Work to complete:
Can you locate every line in the material below that contains the string "mountain" and copy each one out?

(Stored data)
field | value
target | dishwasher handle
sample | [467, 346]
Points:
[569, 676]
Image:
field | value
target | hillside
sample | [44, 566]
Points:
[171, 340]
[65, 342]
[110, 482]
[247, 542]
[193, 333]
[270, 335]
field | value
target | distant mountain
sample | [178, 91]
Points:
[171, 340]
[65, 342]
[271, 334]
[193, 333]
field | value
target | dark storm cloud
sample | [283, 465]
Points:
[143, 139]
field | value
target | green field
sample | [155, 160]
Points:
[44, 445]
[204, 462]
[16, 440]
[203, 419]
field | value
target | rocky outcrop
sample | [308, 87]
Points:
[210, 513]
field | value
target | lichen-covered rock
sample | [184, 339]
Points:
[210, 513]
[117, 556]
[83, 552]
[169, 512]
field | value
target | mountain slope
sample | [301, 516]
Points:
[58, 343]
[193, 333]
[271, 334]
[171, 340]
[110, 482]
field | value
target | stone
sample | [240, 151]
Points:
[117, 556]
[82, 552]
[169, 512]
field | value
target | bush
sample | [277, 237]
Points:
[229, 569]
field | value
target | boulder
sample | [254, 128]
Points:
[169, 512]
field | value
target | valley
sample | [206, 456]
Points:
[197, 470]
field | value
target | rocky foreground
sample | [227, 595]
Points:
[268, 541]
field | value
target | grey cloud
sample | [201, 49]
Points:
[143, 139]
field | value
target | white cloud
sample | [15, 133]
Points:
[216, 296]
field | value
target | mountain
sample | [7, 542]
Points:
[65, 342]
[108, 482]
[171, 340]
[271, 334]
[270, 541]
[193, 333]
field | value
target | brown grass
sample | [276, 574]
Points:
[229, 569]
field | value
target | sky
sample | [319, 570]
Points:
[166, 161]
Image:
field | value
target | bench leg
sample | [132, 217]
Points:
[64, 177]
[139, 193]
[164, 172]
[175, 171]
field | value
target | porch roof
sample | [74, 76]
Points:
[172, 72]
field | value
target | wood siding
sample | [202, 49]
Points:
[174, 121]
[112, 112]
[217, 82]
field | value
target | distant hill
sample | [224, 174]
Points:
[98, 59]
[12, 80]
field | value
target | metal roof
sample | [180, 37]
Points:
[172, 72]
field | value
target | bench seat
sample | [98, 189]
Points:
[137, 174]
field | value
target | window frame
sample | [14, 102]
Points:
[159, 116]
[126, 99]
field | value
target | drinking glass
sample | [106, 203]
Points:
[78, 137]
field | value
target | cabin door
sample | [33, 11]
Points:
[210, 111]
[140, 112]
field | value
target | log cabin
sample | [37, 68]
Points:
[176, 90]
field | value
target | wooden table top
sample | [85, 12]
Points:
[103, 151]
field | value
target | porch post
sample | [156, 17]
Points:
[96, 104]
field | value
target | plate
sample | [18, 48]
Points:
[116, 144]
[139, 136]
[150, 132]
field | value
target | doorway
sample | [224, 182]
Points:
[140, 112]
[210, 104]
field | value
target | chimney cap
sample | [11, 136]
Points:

Answer to the problem:
target | distant mountain
target | mountain slope
target | mountain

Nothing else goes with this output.